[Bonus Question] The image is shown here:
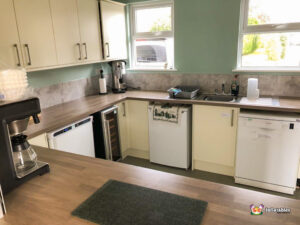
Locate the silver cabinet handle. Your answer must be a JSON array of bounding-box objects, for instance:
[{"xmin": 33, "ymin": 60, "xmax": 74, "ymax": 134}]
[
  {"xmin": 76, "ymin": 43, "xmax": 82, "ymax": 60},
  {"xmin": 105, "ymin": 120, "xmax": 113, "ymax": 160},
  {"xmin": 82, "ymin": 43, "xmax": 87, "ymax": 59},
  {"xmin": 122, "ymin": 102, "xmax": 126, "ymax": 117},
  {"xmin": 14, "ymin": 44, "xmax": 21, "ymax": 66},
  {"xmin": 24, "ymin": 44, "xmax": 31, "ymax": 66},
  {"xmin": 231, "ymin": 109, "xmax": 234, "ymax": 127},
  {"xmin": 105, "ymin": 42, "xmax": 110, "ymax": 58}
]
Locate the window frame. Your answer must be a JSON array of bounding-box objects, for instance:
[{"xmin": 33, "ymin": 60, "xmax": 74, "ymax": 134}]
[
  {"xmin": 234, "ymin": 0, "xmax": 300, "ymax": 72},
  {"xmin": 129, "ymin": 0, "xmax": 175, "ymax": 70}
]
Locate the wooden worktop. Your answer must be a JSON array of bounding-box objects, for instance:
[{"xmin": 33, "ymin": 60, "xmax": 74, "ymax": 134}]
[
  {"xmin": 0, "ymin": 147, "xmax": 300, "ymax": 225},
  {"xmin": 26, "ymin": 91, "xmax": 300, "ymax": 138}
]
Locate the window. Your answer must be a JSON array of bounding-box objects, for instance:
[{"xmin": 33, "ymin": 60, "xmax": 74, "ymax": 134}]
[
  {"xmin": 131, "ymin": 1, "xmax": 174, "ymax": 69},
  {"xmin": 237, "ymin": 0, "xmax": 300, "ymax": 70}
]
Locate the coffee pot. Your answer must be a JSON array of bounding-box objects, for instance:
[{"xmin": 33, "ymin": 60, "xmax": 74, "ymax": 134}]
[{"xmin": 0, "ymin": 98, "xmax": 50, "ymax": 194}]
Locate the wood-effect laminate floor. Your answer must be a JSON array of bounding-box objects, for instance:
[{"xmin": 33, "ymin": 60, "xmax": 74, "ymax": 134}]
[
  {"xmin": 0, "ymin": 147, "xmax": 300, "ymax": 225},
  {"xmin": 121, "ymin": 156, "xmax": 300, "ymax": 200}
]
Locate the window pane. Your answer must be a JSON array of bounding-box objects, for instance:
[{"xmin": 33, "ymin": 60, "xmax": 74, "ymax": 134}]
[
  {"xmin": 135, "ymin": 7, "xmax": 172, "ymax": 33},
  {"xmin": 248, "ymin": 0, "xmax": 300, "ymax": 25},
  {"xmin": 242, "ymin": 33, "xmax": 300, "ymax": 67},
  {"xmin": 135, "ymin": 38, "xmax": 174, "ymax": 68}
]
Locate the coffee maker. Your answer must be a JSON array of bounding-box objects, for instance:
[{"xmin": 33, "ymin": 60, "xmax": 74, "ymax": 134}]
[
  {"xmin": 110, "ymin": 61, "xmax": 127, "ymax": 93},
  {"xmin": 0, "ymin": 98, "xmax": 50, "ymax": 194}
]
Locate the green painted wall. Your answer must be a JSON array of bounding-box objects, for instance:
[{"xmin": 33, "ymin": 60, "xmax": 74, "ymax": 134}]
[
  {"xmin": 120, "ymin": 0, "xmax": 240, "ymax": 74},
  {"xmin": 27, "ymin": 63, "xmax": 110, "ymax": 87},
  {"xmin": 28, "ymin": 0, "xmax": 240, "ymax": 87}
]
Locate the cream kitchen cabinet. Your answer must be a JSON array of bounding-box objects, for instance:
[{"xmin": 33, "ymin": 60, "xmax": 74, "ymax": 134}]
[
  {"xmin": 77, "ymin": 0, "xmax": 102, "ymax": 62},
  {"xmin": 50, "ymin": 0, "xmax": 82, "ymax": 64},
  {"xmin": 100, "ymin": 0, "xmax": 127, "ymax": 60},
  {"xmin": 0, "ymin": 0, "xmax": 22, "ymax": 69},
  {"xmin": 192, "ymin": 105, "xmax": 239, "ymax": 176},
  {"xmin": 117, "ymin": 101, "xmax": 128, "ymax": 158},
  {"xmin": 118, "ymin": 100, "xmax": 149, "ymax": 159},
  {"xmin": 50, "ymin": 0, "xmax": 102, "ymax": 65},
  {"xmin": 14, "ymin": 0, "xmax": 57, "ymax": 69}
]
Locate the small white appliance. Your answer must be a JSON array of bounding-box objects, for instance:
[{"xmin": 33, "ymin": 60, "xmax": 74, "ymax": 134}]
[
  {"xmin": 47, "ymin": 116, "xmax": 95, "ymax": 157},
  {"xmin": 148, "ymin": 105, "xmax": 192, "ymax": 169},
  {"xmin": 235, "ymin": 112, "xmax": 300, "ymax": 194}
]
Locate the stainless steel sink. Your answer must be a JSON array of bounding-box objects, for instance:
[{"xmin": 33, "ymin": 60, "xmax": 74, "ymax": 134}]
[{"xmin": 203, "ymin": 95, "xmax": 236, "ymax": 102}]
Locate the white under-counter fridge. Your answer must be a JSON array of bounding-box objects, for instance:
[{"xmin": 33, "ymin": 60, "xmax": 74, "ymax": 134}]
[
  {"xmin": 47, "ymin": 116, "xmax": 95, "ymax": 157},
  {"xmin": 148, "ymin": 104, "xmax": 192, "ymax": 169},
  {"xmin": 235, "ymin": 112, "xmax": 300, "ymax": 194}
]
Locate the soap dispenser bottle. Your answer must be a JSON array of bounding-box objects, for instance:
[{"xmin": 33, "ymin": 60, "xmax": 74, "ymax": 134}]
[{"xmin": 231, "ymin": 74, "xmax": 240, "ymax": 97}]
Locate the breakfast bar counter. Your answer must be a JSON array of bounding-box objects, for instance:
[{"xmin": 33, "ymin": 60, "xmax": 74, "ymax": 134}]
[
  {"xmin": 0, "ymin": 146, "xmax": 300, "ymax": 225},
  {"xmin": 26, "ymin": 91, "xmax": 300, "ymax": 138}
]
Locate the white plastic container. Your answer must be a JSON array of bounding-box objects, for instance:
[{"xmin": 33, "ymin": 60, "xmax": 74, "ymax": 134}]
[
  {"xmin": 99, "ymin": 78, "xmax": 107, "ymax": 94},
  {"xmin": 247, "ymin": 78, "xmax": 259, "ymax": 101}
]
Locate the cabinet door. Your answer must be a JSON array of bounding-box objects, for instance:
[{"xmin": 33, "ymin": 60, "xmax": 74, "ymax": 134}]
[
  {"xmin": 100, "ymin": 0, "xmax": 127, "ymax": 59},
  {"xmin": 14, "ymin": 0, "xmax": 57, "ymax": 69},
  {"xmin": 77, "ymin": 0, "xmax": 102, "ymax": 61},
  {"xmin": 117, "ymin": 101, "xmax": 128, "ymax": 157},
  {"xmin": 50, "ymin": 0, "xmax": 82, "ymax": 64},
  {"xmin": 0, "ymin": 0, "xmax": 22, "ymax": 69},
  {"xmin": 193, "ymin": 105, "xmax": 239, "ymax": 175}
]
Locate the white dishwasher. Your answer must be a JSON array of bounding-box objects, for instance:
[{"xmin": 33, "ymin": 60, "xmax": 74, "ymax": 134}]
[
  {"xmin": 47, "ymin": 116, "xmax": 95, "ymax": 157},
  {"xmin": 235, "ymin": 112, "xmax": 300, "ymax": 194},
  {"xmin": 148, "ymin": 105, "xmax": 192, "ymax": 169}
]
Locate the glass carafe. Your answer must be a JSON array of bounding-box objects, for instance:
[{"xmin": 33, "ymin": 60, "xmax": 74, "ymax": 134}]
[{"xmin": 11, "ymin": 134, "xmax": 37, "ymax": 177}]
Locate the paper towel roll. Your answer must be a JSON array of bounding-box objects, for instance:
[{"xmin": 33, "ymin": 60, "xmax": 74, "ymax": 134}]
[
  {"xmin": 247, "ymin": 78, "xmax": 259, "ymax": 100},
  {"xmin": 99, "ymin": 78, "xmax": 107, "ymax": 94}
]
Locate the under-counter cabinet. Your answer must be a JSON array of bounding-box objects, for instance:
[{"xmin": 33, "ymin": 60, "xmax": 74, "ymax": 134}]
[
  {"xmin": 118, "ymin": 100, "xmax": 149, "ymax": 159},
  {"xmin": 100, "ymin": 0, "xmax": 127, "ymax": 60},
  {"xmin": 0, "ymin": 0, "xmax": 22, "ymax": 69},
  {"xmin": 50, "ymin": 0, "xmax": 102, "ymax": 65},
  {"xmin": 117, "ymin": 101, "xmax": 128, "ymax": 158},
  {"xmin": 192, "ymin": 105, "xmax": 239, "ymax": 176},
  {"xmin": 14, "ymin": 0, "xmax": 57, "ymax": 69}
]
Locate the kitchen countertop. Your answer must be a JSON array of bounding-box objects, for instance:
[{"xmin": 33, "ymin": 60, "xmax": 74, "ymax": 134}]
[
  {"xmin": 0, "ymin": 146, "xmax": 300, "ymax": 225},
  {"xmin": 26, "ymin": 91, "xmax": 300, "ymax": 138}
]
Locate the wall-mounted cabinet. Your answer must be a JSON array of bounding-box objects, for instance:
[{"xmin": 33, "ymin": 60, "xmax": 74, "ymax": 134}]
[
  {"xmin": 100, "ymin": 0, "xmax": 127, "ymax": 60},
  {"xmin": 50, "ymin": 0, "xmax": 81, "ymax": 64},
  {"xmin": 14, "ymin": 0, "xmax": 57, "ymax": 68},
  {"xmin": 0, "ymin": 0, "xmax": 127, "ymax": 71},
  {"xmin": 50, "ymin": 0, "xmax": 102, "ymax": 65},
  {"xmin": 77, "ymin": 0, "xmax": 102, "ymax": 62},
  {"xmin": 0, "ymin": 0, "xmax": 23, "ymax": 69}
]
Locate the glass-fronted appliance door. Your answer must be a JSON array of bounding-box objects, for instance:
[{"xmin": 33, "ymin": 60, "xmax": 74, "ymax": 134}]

════════

Write the lines out verbatim, from the one with "Locate the glass-fronted" through the last line of the entries, and stop there.

**Exercise output:**
Locate the glass-fronted appliance door. Your answer must be a JSON array of bounding-box objects, for instance:
[{"xmin": 33, "ymin": 60, "xmax": 74, "ymax": 134}]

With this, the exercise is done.